§ **OBJECTIVE**
Copy every entry below verbatim, keeping each line as it stands.

§ **INPUT DATA**

+ + + +

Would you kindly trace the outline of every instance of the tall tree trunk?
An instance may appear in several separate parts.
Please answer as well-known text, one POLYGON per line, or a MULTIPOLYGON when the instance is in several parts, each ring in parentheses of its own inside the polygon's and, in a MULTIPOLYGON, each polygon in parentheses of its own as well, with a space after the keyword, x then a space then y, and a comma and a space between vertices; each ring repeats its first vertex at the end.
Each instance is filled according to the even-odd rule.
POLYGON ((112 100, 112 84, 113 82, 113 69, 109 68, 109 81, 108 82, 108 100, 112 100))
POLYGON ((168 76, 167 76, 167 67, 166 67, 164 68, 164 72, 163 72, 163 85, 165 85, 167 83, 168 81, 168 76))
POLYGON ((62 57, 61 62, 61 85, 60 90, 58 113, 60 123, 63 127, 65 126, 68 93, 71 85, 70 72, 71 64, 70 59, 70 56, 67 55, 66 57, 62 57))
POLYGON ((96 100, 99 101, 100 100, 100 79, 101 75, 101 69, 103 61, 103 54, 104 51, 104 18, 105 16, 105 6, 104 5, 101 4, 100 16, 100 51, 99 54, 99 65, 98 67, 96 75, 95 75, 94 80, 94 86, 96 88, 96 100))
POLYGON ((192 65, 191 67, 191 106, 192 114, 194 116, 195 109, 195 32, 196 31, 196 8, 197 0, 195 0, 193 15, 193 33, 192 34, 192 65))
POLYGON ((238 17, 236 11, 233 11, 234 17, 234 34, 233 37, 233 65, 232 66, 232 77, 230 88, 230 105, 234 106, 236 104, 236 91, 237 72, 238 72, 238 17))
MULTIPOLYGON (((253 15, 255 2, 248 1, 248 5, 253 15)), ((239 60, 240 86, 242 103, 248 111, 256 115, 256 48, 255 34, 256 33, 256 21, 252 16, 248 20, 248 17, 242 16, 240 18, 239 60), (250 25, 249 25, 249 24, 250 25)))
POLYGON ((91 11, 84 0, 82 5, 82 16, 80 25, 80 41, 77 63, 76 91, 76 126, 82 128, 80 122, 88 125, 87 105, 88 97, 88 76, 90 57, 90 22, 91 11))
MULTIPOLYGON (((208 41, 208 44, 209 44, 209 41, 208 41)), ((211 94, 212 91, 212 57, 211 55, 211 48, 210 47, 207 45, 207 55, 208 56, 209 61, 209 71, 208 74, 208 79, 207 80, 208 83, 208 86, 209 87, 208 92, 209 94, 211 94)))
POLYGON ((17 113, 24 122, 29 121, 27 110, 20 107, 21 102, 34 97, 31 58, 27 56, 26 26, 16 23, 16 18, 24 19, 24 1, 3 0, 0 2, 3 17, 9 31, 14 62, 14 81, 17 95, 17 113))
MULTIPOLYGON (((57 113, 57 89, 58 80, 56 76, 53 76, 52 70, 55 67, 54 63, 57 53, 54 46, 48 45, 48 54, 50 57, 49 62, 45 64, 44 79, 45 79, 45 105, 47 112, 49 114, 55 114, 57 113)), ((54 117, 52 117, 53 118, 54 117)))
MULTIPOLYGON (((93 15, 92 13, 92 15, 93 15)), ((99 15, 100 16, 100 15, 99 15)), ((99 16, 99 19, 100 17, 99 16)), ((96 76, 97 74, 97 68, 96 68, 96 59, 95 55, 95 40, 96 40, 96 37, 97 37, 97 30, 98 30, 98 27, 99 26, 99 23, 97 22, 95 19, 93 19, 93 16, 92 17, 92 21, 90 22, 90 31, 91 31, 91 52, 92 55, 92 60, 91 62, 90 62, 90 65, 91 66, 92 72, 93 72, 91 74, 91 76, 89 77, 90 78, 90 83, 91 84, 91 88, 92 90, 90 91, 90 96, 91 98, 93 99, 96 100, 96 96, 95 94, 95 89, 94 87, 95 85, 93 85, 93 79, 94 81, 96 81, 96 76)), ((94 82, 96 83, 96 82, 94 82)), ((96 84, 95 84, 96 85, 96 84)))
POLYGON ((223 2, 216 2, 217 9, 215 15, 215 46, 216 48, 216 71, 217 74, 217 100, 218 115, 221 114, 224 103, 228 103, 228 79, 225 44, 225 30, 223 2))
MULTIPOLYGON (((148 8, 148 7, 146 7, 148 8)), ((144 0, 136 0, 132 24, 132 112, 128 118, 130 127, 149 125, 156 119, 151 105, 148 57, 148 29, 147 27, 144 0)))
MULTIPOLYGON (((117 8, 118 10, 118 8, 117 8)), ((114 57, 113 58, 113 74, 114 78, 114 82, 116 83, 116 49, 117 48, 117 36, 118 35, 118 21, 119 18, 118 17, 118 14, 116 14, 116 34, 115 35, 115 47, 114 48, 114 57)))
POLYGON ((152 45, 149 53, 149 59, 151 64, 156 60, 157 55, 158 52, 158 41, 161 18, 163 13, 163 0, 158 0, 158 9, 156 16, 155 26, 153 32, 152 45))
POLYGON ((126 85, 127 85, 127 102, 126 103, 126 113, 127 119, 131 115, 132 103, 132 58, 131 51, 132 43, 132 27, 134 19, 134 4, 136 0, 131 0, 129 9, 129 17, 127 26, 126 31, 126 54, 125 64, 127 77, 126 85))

+ + + +

§ **FINISHED ANSWER**
Would you kindly trace the outline of every instance of the tall tree trunk?
An instance may appear in several separate parts.
Please answer as well-known text, one POLYGON per line, or a MULTIPOLYGON when the instance is in several parts, each ring in parentheses of its own inside the polygon's and, in a MULTIPOLYGON, each polygon in parentheses of its own as well, with a space after the keyword, x then a space then y, and a comma and a space between vertices; each ring repeats its first vertex at the end.
Each instance is filled according to the even-odd rule.
POLYGON ((112 100, 112 84, 113 82, 113 69, 109 68, 109 81, 108 82, 108 100, 112 100))
POLYGON ((168 76, 167 76, 167 67, 166 67, 164 68, 164 72, 163 72, 163 85, 165 85, 167 83, 168 81, 168 76))
POLYGON ((62 57, 61 62, 61 85, 60 90, 58 113, 60 123, 63 127, 65 126, 68 93, 71 85, 70 72, 71 64, 70 59, 70 56, 67 55, 66 57, 62 57))
POLYGON ((96 100, 99 101, 100 100, 100 79, 101 75, 101 69, 103 61, 103 54, 104 51, 104 18, 105 16, 105 6, 104 5, 101 4, 100 16, 100 51, 99 54, 99 65, 98 67, 96 75, 95 75, 94 80, 94 86, 96 88, 96 100))
POLYGON ((192 65, 191 67, 191 106, 192 114, 194 116, 195 109, 195 32, 196 31, 196 8, 197 0, 195 0, 193 15, 193 33, 192 34, 192 65))
POLYGON ((238 17, 236 11, 233 11, 234 17, 234 34, 233 37, 233 65, 232 66, 232 77, 230 88, 230 105, 234 106, 236 104, 236 91, 237 72, 238 72, 238 17))
MULTIPOLYGON (((253 15, 255 2, 248 1, 248 5, 253 15)), ((239 60, 240 86, 242 103, 248 111, 256 115, 256 48, 255 34, 256 33, 256 21, 252 16, 248 20, 248 17, 242 16, 240 18, 239 60), (250 25, 249 25, 249 24, 250 25)))
POLYGON ((91 11, 84 0, 82 5, 82 16, 80 25, 80 41, 77 63, 76 91, 76 126, 82 128, 80 122, 88 125, 87 105, 88 97, 88 76, 90 57, 90 22, 91 11))
MULTIPOLYGON (((208 41, 208 44, 209 44, 209 41, 208 41)), ((211 94, 212 91, 212 57, 211 55, 211 48, 210 47, 207 45, 207 55, 208 56, 209 61, 209 71, 208 74, 208 79, 207 80, 208 83, 208 86, 209 87, 208 92, 209 94, 211 94)))
POLYGON ((17 113, 24 122, 29 121, 27 110, 20 107, 21 102, 34 97, 31 58, 27 56, 26 26, 16 23, 16 18, 24 19, 24 1, 3 0, 0 2, 3 17, 9 31, 14 62, 14 81, 17 95, 17 113))
MULTIPOLYGON (((57 113, 57 89, 58 80, 56 76, 53 76, 52 70, 55 67, 54 63, 57 53, 54 46, 48 45, 48 54, 50 57, 49 62, 45 64, 44 79, 45 79, 45 105, 47 112, 49 114, 55 114, 57 113)), ((54 117, 52 117, 53 118, 54 117)))
MULTIPOLYGON (((93 15, 92 13, 92 15, 93 15)), ((99 15, 100 16, 100 15, 99 15)), ((99 16, 99 19, 100 17, 99 16)), ((96 76, 97 74, 97 68, 96 68, 96 59, 95 55, 95 40, 96 40, 96 37, 97 37, 97 30, 98 30, 98 27, 99 26, 99 23, 97 22, 95 19, 93 19, 93 16, 92 17, 92 21, 90 22, 90 31, 91 31, 91 52, 92 55, 92 60, 91 62, 90 62, 90 65, 91 66, 92 72, 93 72, 91 74, 91 76, 89 77, 90 78, 90 83, 91 84, 91 88, 92 90, 90 91, 90 96, 91 98, 93 99, 96 100, 96 96, 95 94, 95 89, 94 87, 95 85, 93 85, 93 79, 94 81, 96 81, 96 76)), ((94 82, 96 83, 96 82, 94 82)), ((96 84, 95 84, 96 85, 96 84)))
POLYGON ((223 2, 216 2, 217 9, 215 15, 215 46, 216 48, 216 71, 217 74, 217 100, 218 115, 221 114, 224 103, 228 103, 228 79, 225 44, 225 30, 223 2))
MULTIPOLYGON (((148 8, 148 7, 146 7, 148 8)), ((144 0, 136 0, 132 24, 132 112, 128 118, 130 127, 149 125, 156 119, 151 105, 148 57, 148 29, 147 27, 144 0)))
MULTIPOLYGON (((117 8, 118 10, 118 8, 117 8)), ((114 57, 113 58, 113 74, 114 78, 114 82, 116 83, 116 49, 117 48, 117 36, 118 35, 118 21, 119 18, 118 17, 118 14, 116 14, 116 34, 115 35, 115 47, 114 48, 114 57)))
POLYGON ((152 45, 149 53, 149 59, 151 64, 156 60, 157 55, 158 52, 158 41, 161 18, 163 13, 163 0, 158 0, 158 9, 156 16, 155 26, 153 32, 152 45))
POLYGON ((126 85, 127 85, 127 102, 126 103, 126 113, 127 119, 131 115, 132 103, 132 58, 131 51, 132 43, 132 27, 134 19, 134 4, 136 0, 131 0, 129 9, 129 17, 127 26, 126 31, 126 54, 125 64, 127 77, 126 85))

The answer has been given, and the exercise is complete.